◆ **Text to read**
## start
Syncing SODA Profiling Data to Lakehouse¶
SODA Stack generates data quality checks and profiling results that are published to the systemstreams:soda/quality_profile_results_03 stream. To enable further analysis, reporting, and modeling on this profiling data, you can sync it to your Lakehouse using Flare workflows.
Warning
The stream address systemstreams:soda/quality_profile_results_03 may vary depending on the environment. Contact the DBA or a DataOS Operator to confirm the correct stream address.
This guide demonstrates three approaches to sync SODA profiling data from the stream to Iceberg tables in your Lakehouse, progressing from simple to advanced:
- Raw Data Sync: Extract all SODA stream data as-is without transformation.
- Basic Profiling Extraction: Extract and flatten profiling metrics for analysis.
- Advanced Profiling with Derived Metrics: Extract profiling data and calculate additional quality metrics.
The Workflows below demonstrate how to extract and transform this data for different use cases.
Approach 1: Raw Data Sync¶
Use this approach when you want to:
-
Preserve all raw SODA stream data without any transformation.
-
Perform custom analysis and transformations downstream.
-
Maintain full historical data for auditing or compliance.
## end
◆ **Record set**
## start
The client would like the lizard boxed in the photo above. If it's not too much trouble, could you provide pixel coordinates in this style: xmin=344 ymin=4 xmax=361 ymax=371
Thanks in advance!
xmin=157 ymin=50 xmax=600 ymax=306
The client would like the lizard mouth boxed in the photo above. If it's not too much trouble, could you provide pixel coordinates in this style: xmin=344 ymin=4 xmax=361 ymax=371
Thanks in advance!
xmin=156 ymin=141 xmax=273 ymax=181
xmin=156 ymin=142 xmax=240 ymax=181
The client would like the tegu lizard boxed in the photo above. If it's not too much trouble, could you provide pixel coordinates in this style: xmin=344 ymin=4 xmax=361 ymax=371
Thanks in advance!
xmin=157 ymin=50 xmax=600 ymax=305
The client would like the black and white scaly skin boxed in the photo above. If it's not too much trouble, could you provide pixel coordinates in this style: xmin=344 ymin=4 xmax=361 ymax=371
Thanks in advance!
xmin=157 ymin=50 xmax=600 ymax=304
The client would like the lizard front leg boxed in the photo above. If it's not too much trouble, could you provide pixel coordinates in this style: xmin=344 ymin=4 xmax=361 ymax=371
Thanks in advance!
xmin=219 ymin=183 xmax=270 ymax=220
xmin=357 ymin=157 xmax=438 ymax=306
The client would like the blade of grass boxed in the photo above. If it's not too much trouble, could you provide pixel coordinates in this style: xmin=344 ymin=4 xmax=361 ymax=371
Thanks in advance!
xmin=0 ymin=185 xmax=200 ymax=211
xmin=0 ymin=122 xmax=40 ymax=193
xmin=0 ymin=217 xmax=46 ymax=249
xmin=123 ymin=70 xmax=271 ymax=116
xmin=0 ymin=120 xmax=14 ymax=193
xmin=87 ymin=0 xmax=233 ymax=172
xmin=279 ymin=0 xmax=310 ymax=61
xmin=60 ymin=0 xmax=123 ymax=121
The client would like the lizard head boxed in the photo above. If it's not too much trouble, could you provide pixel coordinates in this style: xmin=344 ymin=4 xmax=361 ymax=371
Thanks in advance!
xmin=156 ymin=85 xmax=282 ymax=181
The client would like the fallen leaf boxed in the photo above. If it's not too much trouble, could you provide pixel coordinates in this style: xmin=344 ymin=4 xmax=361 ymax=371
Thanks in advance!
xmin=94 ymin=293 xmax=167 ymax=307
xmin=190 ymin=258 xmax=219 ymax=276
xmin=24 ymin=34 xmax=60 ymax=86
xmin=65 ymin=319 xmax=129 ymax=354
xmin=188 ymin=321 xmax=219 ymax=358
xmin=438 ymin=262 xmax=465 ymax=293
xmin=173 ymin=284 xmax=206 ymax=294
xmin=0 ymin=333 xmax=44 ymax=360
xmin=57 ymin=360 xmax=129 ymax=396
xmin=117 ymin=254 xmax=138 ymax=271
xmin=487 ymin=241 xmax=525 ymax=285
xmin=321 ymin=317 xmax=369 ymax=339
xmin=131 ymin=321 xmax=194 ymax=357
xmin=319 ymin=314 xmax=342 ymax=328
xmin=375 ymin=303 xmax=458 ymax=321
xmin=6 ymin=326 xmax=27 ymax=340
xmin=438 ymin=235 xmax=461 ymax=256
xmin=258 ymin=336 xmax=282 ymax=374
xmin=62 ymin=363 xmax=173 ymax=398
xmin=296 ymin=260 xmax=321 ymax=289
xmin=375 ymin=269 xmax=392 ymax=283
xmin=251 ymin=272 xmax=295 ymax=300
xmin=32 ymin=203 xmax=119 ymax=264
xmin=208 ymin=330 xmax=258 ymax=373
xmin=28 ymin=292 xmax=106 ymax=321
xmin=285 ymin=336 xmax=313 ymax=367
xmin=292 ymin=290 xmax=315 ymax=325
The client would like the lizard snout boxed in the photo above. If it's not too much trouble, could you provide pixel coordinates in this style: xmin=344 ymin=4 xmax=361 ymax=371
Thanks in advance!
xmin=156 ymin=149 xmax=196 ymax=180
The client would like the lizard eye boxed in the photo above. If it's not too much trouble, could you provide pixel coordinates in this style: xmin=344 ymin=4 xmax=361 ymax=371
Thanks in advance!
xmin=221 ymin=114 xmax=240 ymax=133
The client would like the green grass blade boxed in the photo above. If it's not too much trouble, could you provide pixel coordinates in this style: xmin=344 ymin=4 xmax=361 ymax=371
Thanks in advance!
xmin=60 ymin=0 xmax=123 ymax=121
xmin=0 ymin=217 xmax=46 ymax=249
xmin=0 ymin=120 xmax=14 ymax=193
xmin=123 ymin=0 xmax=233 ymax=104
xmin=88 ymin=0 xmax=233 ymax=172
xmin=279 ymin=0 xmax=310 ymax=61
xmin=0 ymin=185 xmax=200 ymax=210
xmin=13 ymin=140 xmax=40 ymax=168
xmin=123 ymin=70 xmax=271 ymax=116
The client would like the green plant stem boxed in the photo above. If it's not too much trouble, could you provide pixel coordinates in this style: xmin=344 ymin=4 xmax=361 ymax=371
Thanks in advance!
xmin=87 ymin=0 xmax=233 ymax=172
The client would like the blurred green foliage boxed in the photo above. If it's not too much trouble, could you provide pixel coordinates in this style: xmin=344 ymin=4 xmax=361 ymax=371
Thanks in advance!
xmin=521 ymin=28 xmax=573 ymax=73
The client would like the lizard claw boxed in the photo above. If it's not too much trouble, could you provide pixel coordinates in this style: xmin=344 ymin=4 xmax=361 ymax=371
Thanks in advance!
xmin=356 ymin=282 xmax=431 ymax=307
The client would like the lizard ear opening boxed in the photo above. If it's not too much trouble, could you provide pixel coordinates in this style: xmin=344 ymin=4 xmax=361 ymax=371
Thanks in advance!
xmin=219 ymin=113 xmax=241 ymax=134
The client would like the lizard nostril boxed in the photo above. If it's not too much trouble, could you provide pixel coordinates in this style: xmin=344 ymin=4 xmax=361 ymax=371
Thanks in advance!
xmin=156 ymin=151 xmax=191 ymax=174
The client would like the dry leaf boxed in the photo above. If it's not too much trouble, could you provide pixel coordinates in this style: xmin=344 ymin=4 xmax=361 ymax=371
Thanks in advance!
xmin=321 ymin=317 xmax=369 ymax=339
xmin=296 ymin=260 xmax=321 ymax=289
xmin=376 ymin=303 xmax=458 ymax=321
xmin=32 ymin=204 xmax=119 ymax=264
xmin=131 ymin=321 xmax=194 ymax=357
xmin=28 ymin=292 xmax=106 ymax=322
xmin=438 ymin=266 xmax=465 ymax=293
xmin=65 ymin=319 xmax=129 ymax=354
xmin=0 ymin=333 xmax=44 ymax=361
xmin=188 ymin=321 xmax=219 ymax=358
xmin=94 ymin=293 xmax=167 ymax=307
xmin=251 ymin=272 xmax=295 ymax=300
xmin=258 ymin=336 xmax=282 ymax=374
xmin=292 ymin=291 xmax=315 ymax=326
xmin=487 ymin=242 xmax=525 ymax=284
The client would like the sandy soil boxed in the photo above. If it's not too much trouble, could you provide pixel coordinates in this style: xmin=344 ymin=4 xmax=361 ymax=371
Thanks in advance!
## end
◆ **Goal 1**
According to the SODA profiling guide, whom should you contact to confirm the correct stream address?
◆ **Goal 2**
Reproduce everything in the SODA profiling guide from "- Advanced Profiling" down to "auditing or compliance.", word for word.

◆ **Task answer 1**
The DBA or a DataOS Operator.

◆ **Task answer 2**
- Advanced Profiling with Derived Metrics: Extract profiling data and calculate additional quality metrics.
The Workflows below demonstrate how to extract and transform this data for different use cases.
Approach 1: Raw Data Sync¶
Use this approach when you want to:
-
Preserve all raw SODA stream data without any transformation.
-
Perform custom analysis and transformations downstream.
-
Maintain full historical data for auditing or compliance.